Your output must consist solely of the lines from the one containing "Where can the recliner armrest" through the end of the records, reproduced exactly.
[Begin]
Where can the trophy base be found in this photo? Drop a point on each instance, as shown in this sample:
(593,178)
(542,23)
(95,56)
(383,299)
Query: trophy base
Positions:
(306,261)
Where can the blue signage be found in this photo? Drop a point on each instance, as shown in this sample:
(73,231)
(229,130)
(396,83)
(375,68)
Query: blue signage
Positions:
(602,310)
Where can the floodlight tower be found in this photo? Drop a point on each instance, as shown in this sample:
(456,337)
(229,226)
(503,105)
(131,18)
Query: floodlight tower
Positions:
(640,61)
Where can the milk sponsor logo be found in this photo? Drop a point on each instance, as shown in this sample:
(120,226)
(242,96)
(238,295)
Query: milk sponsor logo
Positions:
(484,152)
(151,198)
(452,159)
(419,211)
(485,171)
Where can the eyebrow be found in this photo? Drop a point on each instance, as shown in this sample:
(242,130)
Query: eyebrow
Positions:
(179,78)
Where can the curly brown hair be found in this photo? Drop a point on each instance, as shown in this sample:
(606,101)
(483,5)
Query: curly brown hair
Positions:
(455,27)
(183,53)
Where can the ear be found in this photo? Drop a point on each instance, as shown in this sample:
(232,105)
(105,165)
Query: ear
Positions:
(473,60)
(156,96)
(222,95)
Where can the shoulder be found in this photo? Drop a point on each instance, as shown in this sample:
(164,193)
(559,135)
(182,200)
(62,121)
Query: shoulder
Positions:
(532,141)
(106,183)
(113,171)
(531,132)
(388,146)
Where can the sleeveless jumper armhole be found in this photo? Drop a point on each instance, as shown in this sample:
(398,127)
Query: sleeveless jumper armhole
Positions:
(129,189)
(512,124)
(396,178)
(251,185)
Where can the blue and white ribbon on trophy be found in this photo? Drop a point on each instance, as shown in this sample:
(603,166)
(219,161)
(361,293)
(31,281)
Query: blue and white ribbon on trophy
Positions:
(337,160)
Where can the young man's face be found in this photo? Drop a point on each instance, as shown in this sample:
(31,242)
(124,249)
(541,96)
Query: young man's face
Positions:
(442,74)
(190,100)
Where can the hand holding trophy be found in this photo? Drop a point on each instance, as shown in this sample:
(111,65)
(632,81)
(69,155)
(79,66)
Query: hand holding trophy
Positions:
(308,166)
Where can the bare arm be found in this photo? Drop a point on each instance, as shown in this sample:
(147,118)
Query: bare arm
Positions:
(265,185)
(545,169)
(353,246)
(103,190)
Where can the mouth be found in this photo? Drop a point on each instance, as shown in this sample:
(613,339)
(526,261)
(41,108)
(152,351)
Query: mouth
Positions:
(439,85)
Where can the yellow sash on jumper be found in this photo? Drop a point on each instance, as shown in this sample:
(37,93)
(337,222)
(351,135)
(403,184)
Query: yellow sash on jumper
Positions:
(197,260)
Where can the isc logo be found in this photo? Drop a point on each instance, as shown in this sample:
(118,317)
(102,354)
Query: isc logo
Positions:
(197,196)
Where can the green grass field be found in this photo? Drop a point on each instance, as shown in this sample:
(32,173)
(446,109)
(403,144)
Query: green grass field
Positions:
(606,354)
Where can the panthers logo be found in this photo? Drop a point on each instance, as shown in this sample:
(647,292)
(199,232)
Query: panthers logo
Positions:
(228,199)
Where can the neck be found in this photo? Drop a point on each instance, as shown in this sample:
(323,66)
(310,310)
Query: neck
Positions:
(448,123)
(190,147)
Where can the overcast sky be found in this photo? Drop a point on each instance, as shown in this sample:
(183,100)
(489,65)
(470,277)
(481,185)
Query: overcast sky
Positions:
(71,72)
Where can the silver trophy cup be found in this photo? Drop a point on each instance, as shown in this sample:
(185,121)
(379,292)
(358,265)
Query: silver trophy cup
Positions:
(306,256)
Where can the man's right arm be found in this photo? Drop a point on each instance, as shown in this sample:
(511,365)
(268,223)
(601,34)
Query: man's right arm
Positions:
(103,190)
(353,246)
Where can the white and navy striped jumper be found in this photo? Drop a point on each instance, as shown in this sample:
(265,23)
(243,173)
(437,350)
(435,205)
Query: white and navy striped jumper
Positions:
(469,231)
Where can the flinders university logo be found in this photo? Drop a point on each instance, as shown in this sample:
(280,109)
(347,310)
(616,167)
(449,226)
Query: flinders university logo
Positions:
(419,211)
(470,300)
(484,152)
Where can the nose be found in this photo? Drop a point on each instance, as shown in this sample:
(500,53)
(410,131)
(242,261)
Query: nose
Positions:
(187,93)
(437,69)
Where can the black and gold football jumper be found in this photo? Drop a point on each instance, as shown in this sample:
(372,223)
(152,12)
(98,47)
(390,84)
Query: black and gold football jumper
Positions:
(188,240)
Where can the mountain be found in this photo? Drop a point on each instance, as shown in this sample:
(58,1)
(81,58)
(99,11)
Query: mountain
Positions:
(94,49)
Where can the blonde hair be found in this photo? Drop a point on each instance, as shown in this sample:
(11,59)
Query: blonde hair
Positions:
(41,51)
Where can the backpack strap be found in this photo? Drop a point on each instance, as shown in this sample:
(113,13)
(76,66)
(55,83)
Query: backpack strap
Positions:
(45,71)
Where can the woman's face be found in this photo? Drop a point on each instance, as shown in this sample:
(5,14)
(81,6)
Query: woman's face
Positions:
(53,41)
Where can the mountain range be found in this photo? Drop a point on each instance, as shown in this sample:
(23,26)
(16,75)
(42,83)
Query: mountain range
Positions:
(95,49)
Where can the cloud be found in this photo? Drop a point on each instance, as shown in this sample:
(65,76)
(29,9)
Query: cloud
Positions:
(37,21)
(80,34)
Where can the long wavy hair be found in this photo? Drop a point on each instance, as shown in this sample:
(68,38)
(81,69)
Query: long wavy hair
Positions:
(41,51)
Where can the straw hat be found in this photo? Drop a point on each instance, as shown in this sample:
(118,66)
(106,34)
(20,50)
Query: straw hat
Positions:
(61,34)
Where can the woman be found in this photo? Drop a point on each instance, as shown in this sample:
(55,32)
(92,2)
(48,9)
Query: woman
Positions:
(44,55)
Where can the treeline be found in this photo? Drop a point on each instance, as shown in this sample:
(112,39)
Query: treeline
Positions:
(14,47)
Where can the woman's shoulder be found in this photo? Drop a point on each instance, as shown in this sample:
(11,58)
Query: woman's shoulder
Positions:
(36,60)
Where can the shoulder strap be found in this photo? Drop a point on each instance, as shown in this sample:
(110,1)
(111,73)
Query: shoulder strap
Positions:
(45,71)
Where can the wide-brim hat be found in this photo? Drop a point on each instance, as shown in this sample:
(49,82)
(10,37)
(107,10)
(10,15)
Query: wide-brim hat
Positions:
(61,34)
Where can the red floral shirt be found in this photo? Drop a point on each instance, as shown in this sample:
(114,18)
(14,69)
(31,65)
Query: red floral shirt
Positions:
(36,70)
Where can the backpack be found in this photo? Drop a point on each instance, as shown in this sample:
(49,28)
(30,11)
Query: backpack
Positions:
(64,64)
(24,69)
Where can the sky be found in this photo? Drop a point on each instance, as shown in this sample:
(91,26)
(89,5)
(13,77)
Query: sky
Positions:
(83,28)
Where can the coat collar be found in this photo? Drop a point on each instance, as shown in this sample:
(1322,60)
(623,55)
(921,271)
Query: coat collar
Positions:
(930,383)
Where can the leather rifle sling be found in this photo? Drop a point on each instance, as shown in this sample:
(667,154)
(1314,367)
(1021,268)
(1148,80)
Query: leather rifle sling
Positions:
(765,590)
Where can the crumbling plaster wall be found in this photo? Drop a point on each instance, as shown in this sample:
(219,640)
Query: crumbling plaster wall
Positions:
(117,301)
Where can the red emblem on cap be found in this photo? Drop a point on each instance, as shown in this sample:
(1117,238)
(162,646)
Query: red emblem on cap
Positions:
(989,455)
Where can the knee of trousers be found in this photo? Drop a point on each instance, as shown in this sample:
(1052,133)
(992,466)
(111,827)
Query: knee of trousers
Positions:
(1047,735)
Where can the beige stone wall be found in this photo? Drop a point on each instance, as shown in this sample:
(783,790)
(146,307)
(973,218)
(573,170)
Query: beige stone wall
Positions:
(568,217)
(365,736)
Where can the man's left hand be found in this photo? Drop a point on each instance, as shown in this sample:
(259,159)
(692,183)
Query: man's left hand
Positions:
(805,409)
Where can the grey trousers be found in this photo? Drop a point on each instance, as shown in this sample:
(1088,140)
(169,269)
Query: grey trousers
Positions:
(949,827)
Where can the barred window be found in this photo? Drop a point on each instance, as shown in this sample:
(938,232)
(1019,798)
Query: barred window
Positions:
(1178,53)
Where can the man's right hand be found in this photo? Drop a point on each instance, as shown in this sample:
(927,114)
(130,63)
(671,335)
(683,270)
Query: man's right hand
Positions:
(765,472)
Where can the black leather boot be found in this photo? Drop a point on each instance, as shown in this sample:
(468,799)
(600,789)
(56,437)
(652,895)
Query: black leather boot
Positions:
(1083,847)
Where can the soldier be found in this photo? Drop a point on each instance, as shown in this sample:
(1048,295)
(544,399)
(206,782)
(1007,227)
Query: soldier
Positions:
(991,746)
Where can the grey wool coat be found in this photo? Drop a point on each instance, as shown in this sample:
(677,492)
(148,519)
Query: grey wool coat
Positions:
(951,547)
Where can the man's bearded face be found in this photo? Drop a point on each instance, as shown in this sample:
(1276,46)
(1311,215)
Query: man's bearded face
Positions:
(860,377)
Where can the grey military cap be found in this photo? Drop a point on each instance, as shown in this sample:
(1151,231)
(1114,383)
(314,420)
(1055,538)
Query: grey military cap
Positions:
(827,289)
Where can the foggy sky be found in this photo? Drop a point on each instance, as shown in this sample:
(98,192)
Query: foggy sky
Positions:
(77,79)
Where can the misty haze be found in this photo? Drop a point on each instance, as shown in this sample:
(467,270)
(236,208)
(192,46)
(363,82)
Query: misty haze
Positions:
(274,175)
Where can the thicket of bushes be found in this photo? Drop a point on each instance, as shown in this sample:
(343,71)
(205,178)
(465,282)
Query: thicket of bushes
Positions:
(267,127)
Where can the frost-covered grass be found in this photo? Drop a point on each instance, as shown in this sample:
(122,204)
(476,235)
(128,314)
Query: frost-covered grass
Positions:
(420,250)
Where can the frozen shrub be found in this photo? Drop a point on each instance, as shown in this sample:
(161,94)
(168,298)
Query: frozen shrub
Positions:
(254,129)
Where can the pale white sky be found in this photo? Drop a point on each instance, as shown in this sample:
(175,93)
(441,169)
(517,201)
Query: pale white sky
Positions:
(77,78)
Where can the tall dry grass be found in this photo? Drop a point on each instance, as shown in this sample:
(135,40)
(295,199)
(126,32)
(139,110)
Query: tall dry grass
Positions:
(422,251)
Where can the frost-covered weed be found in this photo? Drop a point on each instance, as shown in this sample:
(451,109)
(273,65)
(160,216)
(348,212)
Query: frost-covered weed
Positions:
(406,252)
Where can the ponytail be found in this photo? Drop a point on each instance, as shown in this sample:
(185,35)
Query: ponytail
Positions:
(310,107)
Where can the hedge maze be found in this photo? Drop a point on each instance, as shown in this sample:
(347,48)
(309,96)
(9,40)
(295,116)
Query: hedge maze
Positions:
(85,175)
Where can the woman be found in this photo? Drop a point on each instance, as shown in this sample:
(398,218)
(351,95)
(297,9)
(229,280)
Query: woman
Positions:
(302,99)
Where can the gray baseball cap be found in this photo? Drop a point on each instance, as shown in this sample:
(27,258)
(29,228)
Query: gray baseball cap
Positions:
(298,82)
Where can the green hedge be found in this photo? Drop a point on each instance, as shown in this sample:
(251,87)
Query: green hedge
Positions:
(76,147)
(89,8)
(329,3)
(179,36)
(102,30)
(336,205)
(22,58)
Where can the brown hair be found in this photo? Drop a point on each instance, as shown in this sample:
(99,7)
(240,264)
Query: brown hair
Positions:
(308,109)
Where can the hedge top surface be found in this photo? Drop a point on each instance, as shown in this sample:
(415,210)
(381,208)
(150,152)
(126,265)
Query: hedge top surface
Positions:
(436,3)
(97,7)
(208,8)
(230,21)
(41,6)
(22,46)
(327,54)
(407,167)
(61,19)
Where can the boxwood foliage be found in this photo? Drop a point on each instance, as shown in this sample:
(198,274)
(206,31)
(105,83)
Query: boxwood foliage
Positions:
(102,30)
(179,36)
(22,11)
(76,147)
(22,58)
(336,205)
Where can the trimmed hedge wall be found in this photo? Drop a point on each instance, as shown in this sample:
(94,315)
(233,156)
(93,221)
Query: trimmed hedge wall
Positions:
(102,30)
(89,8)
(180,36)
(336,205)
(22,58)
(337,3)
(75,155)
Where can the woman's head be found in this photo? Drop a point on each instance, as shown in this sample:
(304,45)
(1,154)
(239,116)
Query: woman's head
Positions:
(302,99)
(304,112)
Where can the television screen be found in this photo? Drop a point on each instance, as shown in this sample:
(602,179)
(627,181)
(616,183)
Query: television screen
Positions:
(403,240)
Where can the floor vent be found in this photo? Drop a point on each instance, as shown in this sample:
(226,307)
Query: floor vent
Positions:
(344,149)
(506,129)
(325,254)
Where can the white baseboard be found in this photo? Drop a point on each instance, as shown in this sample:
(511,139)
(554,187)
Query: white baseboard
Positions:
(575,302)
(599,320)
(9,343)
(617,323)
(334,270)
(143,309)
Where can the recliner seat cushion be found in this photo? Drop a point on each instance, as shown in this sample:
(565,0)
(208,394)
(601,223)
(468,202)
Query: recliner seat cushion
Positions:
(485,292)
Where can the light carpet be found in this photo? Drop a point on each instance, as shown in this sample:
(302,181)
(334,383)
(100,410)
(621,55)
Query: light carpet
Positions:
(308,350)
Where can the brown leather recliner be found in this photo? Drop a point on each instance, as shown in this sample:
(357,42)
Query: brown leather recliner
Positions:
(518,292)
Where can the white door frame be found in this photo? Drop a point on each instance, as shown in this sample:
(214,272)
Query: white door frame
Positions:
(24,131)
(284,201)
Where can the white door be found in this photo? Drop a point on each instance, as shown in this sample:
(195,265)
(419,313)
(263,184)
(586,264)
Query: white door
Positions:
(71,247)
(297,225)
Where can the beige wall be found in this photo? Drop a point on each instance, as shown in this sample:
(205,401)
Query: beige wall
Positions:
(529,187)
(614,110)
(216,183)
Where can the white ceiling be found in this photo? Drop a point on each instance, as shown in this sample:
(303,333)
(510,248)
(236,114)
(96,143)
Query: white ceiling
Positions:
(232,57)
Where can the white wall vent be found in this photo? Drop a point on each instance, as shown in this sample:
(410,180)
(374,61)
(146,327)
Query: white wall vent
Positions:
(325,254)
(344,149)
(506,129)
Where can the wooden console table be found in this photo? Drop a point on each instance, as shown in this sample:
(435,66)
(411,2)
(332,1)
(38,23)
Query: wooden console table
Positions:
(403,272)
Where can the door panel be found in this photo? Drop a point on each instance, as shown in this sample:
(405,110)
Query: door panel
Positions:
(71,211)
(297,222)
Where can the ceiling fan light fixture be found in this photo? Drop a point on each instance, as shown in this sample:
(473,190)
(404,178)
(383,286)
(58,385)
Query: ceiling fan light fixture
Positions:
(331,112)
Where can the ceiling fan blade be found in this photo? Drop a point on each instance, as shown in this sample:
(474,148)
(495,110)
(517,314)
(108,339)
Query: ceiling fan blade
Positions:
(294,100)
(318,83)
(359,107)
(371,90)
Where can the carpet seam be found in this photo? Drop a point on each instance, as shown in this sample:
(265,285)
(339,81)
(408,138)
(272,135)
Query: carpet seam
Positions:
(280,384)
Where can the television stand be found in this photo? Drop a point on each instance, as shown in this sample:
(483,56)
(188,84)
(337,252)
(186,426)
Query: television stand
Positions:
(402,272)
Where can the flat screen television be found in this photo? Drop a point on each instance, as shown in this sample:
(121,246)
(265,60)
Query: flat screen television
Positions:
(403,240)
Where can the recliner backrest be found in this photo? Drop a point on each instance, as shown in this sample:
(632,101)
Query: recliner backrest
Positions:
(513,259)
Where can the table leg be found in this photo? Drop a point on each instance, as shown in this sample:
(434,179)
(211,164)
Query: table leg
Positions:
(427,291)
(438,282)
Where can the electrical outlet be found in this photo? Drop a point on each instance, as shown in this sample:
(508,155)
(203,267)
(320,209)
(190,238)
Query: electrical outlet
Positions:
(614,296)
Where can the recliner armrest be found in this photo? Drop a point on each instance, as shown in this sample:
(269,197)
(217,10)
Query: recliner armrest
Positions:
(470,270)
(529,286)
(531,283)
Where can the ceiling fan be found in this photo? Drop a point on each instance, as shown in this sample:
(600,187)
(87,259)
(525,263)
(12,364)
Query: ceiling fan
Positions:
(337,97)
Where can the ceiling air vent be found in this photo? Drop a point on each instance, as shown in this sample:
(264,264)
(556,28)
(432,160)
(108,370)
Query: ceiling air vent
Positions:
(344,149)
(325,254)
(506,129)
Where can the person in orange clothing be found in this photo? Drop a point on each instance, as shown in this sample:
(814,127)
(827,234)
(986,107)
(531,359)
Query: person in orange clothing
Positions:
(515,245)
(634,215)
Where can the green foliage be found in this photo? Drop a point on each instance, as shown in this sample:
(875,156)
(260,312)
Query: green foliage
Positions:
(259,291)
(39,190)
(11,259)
[End]
* Output for this exercise
Where can the recliner armrest be found in this photo? Drop a point on each instance, as shown in this sample:
(269,197)
(217,10)
Query: recliner armrest
Positions:
(470,270)
(529,286)
(531,283)
Where can the ceiling fan be found in this photo? Drop a point on each instance, as shown in this sample:
(600,187)
(87,259)
(525,263)
(12,364)
Query: ceiling fan
Positions:
(337,97)
Where can the ceiling air vent be found in this photo? Drop a point on each instance, as shown in this sample:
(264,264)
(556,28)
(432,160)
(108,370)
Query: ceiling air vent
Positions:
(344,149)
(325,254)
(506,129)
Where can the person in orange clothing be found in this photo? Drop a point on each instance, as shown in this sample:
(814,127)
(827,234)
(986,107)
(531,359)
Query: person in orange clothing
Positions:
(515,245)
(634,215)
Where can the green foliage be found in this photo? Drop a point on each instance, as shown in this sample:
(875,156)
(260,312)
Query: green foliage
Positions:
(259,291)
(39,190)
(11,259)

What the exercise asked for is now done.